WHAT YOU NEED TO DO: The required result is the exact run of lines beginning at the one containing "point: water reflection" and ending at the last line of the entries.

[BEGIN DATA PROVIDED]

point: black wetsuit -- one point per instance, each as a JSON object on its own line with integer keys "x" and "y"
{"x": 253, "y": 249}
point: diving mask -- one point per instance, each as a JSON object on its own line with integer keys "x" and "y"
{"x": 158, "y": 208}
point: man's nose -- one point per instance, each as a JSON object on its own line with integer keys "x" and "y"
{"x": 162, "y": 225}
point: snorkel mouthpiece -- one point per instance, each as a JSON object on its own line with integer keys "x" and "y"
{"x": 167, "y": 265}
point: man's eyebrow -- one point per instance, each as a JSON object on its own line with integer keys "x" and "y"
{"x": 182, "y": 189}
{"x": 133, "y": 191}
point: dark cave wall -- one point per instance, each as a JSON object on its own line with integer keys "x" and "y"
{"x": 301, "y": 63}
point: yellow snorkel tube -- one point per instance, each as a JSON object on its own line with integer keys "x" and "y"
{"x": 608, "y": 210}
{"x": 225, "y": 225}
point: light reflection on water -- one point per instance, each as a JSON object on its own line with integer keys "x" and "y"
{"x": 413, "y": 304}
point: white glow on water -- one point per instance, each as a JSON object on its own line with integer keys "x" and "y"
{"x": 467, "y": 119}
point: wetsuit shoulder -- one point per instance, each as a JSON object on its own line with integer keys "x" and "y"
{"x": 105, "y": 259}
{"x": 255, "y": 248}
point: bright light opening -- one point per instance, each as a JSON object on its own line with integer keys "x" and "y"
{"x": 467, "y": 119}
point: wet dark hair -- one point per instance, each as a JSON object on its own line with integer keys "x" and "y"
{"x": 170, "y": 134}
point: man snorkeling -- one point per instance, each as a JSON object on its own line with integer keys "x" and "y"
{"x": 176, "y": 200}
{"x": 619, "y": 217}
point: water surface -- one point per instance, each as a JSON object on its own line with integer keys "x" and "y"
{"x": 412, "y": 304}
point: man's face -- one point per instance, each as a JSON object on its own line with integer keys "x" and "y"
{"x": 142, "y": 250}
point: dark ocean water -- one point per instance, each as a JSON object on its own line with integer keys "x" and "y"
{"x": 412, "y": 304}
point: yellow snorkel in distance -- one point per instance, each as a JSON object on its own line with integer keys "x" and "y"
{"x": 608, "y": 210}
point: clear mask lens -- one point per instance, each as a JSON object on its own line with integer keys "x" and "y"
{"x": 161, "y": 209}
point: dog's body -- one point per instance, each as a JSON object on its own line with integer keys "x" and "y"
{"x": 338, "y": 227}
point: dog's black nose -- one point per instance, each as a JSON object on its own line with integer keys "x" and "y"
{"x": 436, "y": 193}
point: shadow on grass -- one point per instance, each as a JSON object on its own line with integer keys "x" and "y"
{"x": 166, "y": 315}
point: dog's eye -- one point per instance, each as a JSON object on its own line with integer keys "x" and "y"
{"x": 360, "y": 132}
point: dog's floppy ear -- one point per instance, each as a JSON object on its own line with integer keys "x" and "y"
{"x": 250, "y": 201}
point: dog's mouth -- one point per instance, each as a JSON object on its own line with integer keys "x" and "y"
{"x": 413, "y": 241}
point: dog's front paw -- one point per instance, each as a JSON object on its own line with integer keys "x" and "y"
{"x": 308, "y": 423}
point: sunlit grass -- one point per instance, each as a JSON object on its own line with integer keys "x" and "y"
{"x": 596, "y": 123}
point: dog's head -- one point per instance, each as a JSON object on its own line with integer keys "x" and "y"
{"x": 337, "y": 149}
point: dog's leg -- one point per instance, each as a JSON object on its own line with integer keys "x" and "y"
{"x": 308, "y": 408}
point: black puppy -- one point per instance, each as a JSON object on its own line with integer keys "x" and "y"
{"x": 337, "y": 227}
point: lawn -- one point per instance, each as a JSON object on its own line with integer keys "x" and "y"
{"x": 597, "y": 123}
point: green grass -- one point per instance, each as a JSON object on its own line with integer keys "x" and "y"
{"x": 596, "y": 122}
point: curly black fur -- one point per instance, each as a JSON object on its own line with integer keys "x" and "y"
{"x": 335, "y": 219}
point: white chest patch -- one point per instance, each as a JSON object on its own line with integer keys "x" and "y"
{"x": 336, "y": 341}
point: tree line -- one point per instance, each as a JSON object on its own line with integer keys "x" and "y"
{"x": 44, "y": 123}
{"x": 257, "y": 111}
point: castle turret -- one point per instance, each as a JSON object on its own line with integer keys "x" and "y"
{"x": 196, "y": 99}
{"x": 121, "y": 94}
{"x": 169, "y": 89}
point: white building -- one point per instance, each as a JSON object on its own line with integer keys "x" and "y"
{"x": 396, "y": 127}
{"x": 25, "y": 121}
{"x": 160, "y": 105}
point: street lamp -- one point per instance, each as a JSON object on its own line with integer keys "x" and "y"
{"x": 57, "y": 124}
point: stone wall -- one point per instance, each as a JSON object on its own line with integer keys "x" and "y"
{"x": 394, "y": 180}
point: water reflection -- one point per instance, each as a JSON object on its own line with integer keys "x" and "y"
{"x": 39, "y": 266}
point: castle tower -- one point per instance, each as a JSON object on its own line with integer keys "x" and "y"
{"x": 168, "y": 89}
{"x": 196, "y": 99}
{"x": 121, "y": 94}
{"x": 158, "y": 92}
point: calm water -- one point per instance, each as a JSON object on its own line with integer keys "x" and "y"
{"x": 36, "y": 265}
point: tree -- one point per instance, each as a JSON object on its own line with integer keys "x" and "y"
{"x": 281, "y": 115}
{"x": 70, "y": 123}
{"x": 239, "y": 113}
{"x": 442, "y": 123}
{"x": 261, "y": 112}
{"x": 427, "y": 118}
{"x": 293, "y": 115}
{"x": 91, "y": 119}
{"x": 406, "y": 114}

[END DATA PROVIDED]

WRITTEN REPLY:
point: water reflection -- one point per instance, each as a JSON object on its own line with integer keys "x" and "y"
{"x": 39, "y": 266}
point: castle tower -- one point per instance, each as a JSON object on its own line with integer keys "x" and "y"
{"x": 168, "y": 89}
{"x": 196, "y": 99}
{"x": 121, "y": 94}
{"x": 158, "y": 92}
point: calm water -- one point per instance, each as a JSON object on its own line with integer keys "x" and "y"
{"x": 36, "y": 265}
point: tree -- one point per instance, each as a JSON object on its own line with integer keys "x" and "y"
{"x": 281, "y": 115}
{"x": 70, "y": 123}
{"x": 239, "y": 113}
{"x": 442, "y": 123}
{"x": 261, "y": 112}
{"x": 427, "y": 118}
{"x": 293, "y": 115}
{"x": 91, "y": 119}
{"x": 406, "y": 114}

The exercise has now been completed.